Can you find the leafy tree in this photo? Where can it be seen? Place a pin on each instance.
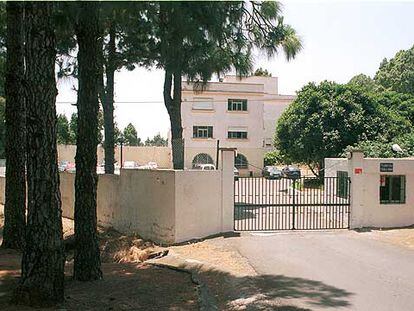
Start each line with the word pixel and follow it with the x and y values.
pixel 42 279
pixel 3 35
pixel 15 130
pixel 262 72
pixel 130 136
pixel 273 158
pixel 198 39
pixel 115 18
pixel 363 81
pixel 157 141
pixel 63 130
pixel 87 263
pixel 402 104
pixel 397 74
pixel 2 128
pixel 326 118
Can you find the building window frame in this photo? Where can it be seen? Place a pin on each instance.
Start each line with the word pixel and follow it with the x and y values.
pixel 241 162
pixel 392 189
pixel 202 131
pixel 237 134
pixel 237 105
pixel 207 104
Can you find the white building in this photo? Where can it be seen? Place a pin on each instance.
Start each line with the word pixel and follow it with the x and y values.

------------------------------------

» **ACTIVITY**: The answer must restate each entry word for word and contain no images.

» **EXERCISE OUTPUT**:
Can you find the leafy tree in this photo? Where can it be seen? Place a pin on each instance.
Start each line with the word pixel and follow it with the x and y values.
pixel 42 279
pixel 3 35
pixel 15 130
pixel 262 72
pixel 130 136
pixel 273 158
pixel 198 39
pixel 115 18
pixel 363 81
pixel 157 141
pixel 63 130
pixel 87 263
pixel 402 104
pixel 397 74
pixel 2 128
pixel 326 118
Can you find the building window frame in this photo? Where can it be seen? Place a pin on each instance.
Start each line with the word pixel and follow it with the x and y values.
pixel 241 162
pixel 392 189
pixel 202 131
pixel 237 134
pixel 237 105
pixel 207 104
Can you find the white building in this photo? Where can it be seen? Place a pin on each instance.
Start each line with the word pixel and follow it with the x and y values.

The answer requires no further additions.